* _Exercise task_
Set out every item below as a numbered list, leaving out blank lines.

* _Provided records_
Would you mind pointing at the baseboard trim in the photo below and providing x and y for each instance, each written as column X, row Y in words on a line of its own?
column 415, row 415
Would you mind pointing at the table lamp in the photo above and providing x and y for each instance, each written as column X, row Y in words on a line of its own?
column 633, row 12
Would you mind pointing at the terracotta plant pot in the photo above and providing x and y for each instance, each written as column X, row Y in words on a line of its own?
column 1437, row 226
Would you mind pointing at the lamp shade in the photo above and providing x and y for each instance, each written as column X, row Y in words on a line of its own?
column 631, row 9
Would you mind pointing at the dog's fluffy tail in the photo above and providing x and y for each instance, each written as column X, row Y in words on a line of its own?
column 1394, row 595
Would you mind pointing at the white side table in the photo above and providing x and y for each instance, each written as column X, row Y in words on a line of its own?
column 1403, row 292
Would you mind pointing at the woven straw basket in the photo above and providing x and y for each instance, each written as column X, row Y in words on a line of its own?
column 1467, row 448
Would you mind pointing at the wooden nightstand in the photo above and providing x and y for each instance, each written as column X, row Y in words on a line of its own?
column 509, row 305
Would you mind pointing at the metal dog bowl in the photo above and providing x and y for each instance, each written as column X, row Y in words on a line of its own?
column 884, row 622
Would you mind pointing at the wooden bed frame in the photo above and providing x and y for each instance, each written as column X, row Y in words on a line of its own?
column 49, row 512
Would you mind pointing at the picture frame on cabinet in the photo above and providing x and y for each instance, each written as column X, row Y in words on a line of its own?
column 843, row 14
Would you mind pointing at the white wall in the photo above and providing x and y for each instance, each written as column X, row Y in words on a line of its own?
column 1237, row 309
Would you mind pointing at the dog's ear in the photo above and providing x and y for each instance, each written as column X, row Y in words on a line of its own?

* _Final answer_
1. Would you mind pointing at the baseboard trim in the photo below and providing x and y for each instance, each written as column X, row Y in words on a line of its own?
2. column 415, row 415
3. Would you mind pointing at the table lamp in the photo above and providing x and y for each instance, each written as column X, row Y in words on a line of its own?
4. column 633, row 12
5. Would you mind pointing at the terracotta plant pot in the photo above and providing x and y for each instance, each written as column X, row Y in words on a line of its own?
6. column 1437, row 226
7. Would you mind pointing at the lamp shade in the photo above and providing x and y for each instance, each written as column X, row Y in words on a line of its own?
8. column 631, row 9
9. Would you mind pointing at the dog's fluffy tail in the photo above and providing x and y for each instance, each written as column X, row Y in words on a line of its own?
10. column 1394, row 595
11. Would you mind pointing at the white side table in the photo above and providing x and y for each instance, each written as column X, row Y in words on a line of its own?
12. column 1403, row 292
13. Would you mind pointing at the woven straw basket in the photo above and providing x and y for each instance, each written as column X, row Y in words on a line of its own?
14. column 1467, row 448
15. Would you mind pointing at the wooden nightstand in the photo above and providing x and y for each instance, each written as column X, row Y in words on a line of its own?
16. column 509, row 305
17. Would you mind pointing at the metal dog bowl in the photo above and providing x and y for each instance, each written as column X, row Y in words on a line of its own?
18. column 884, row 622
19. Would you mind pointing at the wooden bed frame in the photo above and providing x and y for each instance, each written as column X, row Y in words on a line of its own?
20. column 49, row 512
21. Would you mind pointing at the picture frame on cabinet in the photo above and providing x and y for each instance, each written as column X, row Y in words on a line of its own?
22. column 843, row 14
23. Would you mind pointing at the white wall in the photo above and providing x and y for each instance, each written as column X, row Y in words on a line of its own?
24. column 1237, row 309
25. Would you mind pointing at the dog's ear in the photo above and providing x and y for each instance, each written as column X, row Y in words on a line of its own?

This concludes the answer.